About this task: An unaltered copy of the listing below is required.

Input data:
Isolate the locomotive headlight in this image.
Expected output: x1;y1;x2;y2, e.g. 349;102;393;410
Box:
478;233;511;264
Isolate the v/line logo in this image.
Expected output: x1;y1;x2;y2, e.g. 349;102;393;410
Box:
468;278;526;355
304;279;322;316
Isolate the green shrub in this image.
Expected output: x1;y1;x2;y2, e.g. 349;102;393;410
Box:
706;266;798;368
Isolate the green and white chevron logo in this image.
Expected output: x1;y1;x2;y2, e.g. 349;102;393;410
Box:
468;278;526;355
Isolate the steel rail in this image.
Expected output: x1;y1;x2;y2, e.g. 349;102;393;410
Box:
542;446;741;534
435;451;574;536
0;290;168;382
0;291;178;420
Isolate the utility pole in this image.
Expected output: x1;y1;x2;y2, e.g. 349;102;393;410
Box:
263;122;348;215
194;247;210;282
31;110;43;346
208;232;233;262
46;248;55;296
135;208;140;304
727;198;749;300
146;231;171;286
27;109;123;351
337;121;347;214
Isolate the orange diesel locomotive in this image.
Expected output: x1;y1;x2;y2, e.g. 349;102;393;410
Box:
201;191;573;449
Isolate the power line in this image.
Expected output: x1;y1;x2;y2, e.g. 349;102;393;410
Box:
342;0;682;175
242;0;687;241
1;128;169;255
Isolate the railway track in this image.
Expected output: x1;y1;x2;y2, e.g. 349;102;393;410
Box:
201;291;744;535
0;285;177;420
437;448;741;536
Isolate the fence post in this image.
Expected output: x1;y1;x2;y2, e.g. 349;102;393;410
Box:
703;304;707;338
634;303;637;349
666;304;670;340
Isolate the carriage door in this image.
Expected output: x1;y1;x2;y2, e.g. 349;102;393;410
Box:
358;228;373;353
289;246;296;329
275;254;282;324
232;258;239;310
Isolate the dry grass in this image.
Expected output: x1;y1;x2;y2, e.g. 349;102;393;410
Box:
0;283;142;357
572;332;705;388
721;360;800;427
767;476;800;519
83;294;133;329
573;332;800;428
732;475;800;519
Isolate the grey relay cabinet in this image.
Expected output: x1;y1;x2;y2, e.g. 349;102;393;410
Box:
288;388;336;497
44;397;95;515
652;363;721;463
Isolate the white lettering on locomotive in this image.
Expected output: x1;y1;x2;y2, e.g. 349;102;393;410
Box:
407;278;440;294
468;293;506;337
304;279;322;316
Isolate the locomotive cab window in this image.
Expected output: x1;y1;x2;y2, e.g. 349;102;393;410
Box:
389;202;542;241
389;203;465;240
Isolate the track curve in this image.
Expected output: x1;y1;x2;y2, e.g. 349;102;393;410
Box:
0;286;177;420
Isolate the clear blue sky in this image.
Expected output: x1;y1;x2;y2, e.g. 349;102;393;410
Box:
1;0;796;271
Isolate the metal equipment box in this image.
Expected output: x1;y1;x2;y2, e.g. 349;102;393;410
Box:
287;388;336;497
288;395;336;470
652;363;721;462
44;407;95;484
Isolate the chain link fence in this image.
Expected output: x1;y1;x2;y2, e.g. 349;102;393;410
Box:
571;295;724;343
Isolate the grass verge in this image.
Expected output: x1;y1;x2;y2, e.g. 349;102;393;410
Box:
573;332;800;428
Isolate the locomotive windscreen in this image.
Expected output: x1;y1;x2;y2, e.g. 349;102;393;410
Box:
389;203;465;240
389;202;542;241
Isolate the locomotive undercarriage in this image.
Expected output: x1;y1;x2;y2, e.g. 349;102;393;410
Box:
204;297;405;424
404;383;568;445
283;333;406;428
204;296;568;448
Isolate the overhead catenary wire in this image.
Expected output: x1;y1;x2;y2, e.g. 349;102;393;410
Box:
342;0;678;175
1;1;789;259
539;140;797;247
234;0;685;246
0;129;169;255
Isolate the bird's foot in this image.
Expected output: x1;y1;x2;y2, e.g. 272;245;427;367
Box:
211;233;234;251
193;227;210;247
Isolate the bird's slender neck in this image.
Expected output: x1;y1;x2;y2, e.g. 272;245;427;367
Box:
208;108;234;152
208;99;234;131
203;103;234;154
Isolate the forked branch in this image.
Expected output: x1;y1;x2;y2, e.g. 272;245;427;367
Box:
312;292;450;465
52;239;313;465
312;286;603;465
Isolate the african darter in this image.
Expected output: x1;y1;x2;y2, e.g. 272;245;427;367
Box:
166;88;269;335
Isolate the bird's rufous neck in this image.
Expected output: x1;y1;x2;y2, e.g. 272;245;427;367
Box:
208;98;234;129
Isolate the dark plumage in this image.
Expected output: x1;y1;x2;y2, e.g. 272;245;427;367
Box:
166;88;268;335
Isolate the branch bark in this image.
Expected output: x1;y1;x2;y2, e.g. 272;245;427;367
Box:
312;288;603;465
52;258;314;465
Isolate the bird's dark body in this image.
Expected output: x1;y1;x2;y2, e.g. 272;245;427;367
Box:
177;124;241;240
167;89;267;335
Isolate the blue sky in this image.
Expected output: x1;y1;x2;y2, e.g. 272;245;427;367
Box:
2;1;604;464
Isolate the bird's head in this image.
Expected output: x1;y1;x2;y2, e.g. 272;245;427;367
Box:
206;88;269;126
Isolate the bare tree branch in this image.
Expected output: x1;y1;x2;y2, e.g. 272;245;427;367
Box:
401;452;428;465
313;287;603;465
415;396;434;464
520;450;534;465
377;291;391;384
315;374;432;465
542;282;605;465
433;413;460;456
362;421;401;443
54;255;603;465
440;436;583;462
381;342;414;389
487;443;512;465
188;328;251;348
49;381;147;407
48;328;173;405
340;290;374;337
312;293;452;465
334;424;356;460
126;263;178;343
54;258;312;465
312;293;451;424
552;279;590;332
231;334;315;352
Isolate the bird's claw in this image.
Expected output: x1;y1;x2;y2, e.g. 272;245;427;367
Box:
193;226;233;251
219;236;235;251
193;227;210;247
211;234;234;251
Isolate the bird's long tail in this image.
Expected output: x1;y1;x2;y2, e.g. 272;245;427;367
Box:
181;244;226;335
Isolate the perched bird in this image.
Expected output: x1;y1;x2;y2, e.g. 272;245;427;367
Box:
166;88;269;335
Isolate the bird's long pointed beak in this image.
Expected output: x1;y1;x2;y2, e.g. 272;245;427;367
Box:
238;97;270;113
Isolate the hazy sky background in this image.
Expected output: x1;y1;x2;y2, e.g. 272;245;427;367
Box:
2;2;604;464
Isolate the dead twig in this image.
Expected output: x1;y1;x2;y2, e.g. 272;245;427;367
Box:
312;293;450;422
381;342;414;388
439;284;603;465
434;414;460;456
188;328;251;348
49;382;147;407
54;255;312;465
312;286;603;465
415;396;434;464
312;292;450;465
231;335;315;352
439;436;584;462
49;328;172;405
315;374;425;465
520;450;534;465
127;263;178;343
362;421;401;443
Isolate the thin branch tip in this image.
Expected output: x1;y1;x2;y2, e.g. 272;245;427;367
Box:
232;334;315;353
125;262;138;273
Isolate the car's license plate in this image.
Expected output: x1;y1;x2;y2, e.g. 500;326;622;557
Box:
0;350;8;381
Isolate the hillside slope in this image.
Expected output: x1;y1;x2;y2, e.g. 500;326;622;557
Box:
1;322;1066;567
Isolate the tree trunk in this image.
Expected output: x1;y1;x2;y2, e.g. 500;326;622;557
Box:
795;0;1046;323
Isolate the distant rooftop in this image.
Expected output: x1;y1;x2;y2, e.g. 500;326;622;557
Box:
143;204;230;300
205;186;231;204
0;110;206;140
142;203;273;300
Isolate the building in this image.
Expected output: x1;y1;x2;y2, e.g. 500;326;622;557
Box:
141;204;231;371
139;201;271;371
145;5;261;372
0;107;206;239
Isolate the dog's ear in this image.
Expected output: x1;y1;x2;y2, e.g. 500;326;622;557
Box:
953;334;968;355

Exercise response:
Isolate the locomotive headlight in this image.
Expected output: x1;y1;x2;y2, e.g. 349;102;393;410
Box:
478;233;511;264
Isolate the v/line logo in this image.
Expected output: x1;y1;x2;y2, e.g. 349;102;393;410
Box:
468;278;526;355
304;279;322;316
Isolate the green shrub in this image.
Expected output: x1;y1;x2;y2, e.g. 349;102;393;410
Box:
706;266;798;368
Isolate the green and white chevron logo in this image.
Expected output: x1;y1;x2;y2, e.g. 349;102;393;410
Box:
468;278;526;355
Isolate the steel rail in this image.
Expected output: x1;y1;x2;y2, e.g. 349;102;393;410
Box:
542;446;741;534
435;451;574;536
0;290;168;382
0;291;178;420
Isolate the utility pole in this image.
Expected output: x1;y1;x2;y2, e.g. 349;102;393;410
Box:
263;122;348;215
194;247;210;282
31;110;43;346
208;232;233;262
46;248;55;296
135;208;140;304
727;198;749;300
146;231;171;286
27;109;123;351
337;121;347;214
Isolate the orange diesel locomotive in this image.
Expected output: x1;y1;x2;y2, e.g. 349;102;393;410
Box:
201;191;573;449
Isolate the power line in this image.
Expected output: x1;y1;x2;y2, e.g. 349;102;393;410
Box:
342;0;682;175
242;0;687;241
1;128;169;255
Isolate the railway track in this image.
Expected output: x1;y1;x2;y2, e.g. 349;102;393;410
Box:
201;291;744;535
0;285;177;420
437;448;741;536
Isolate the fence post in this image.
Expected output: x1;y1;x2;y2, e.g. 349;102;393;410
Box:
703;304;707;338
634;303;637;349
666;304;670;340
Isolate the carriage door in this image.
Expected output: x1;y1;x2;y2, e.g. 349;102;393;410
Box:
358;228;373;353
289;246;296;329
275;254;282;324
232;258;239;310
Isolate the dry grass in this image.
Expected output: x1;y1;x2;y2, e.g. 349;102;393;410
Box:
0;283;142;357
572;332;705;388
721;360;800;427
767;476;800;519
83;294;133;329
573;332;800;428
732;475;800;519
Isolate the grey relay cabinet in this image.
Expected output: x1;y1;x2;y2, e.g. 349;102;393;410
Box:
288;388;336;497
44;397;95;515
652;363;721;463
Isolate the white lettering on locomotive in this image.
Expected output: x1;y1;x2;y2, e.g. 349;102;393;410
Box:
407;278;440;294
468;293;506;337
304;279;322;316
Isolate the locomotive cab window in this image.
Expected output: x1;y1;x2;y2, e.g. 349;102;393;410
Box:
389;202;542;241
389;203;465;240
Isolate the track curve in this image.
Expected output: x1;y1;x2;y2, e.g. 349;102;393;410
Box:
0;286;177;420
Isolate the clear blue sky in this image.
Expected output: x1;y1;x2;y2, e.g. 349;102;393;410
Box:
1;0;796;271
Isolate the metal equipment box in this image.
Expected output: x1;y1;x2;y2, e.g. 349;102;393;410
Box:
287;388;336;497
288;395;336;470
652;363;721;462
44;407;95;484
Isolate the chain link fence in this image.
Expected output: x1;y1;x2;y2, e.g. 349;102;393;410
Box:
571;295;724;343
Isolate the grass verge in this image.
Expected output: x1;y1;x2;y2, e.g. 349;102;393;410
Box:
573;332;800;428
Isolate the locomotive windscreen in this image.
Expected output: x1;y1;x2;y2, e.g. 349;102;393;410
Box:
389;203;465;240
389;202;542;241
Isolate the locomotive undercarriage in this image.
Expected output: x1;y1;x2;y2, e.g. 349;102;393;410
Box:
204;297;405;424
404;383;568;445
283;333;406;428
204;296;568;448
Isolate the overhead catenary wire in this image.
Expected output: x1;y1;x2;y2, e.g. 349;102;393;410
Box:
342;0;678;175
1;1;789;259
539;140;797;247
234;0;685;246
0;129;169;255
Isolate the bird's foot in this image.
Expected output: x1;y1;x2;y2, e.g. 272;245;427;367
Box:
211;233;234;251
193;227;210;247
Isolate the bird's slender neck in this image.
Expected output: x1;y1;x2;y2, e.g. 272;245;427;367
Box:
208;108;234;152
208;99;234;131
203;103;234;154
Isolate the forked branch in this image.
Expected output: x1;y1;x2;y2, e.g. 272;245;427;367
Box:
312;292;450;465
52;239;313;465
312;286;603;465
Isolate the african darter in this image.
Expected output: x1;y1;x2;y2, e.g. 272;245;427;367
Box:
166;88;269;335
Isolate the bird's rufous neck in this image.
Expected output: x1;y1;x2;y2, e.g. 272;245;427;367
Box:
208;98;234;129
Isolate the dark plumage in this image.
Expected output: x1;y1;x2;y2, e.g. 272;245;427;367
Box:
166;88;268;335
Isolate the branch bark in this image.
Expected output: x1;y1;x2;y2, e.g. 272;245;427;367
Box:
312;288;603;465
52;258;314;465
Isolate the bird's dark body in this image.
Expected output: x1;y1;x2;y2, e.g. 272;245;427;367
Box:
177;124;241;240
167;89;267;335
Isolate the blue sky in this image.
Expected output: x1;y1;x2;y2, e.g. 272;245;427;367
Box:
2;1;604;464
Isolate the bird's head in this image.
Expected output: x1;y1;x2;y2, e.g. 272;245;427;367
Box:
206;88;269;126
Isolate the bare tree branch in this image.
Expected output: x1;y1;x2;y2, e.g. 272;245;427;367
Box:
401;452;428;465
313;287;603;465
415;396;434;464
520;450;534;465
377;291;391;384
315;374;432;465
542;282;605;465
433;413;460;456
362;421;401;443
54;255;603;465
440;436;583;462
381;342;414;389
487;443;512;465
188;328;251;348
49;381;147;407
48;328;173;405
340;290;374;337
312;293;452;465
334;424;356;460
126;263;178;343
54;258;312;465
312;293;451;424
552;279;590;332
231;334;315;352
Isolate the bird's claw in this image.
Expected output: x1;y1;x2;y2, e.g. 272;245;427;367
Box:
193;226;233;251
219;236;235;251
193;227;210;247
211;234;234;251
Isolate the bird's long tail in this image.
Expected output: x1;y1;x2;y2, e.g. 272;245;427;367
Box:
181;244;226;335
Isolate the perched bird in this image.
Expected output: x1;y1;x2;y2, e.g. 272;245;427;367
Box:
166;88;269;335
Isolate the bird's long pointed beak in this image.
Expected output: x1;y1;x2;y2, e.g. 272;245;427;367
Box:
238;97;270;113
Isolate the hazy sky background in this image.
Expected output: x1;y1;x2;y2, e.g. 272;245;427;367
Box:
2;2;604;464
Isolate the dead twig in this image.
Expected output: x1;y1;x2;y2, e.g. 272;245;427;367
Box:
312;293;450;422
381;342;414;388
439;284;603;465
434;414;460;456
188;328;251;348
49;382;147;407
54;255;312;465
312;286;603;465
415;396;434;464
312;292;450;465
231;335;315;352
439;436;584;462
49;328;172;405
315;374;425;465
520;450;534;465
127;263;178;343
362;421;401;443
Isolate the thin branch tip in this image.
Expected output: x1;y1;x2;y2, e.g. 272;245;427;367
Box:
232;334;315;353
125;262;138;273
Isolate the car's license plate in this image.
Expected output: x1;y1;x2;y2, e.g. 500;326;622;557
Box:
0;350;8;381
Isolate the hillside slope in this image.
Expected output: x1;y1;x2;y2, e.g. 500;326;622;557
Box:
1;322;1066;567
Isolate the tree trunk in this image.
Expected output: x1;y1;x2;y2, e.g. 500;326;622;557
Box:
795;0;1046;323
Isolate the distant rooftop in this image.
Expected output: x1;y1;x2;y2, e.g. 500;326;622;557
Box:
143;204;230;300
205;186;231;204
0;110;206;140
142;203;273;300
Isolate the building in this image.
Expected output: x1;y1;x2;y2, e.g. 500;326;622;557
Box:
141;204;231;371
139;201;271;371
145;5;261;372
0;107;206;239
Isolate the dog's ear in this image.
Expected output: x1;y1;x2;y2, e.g. 500;326;622;557
Box:
953;334;968;355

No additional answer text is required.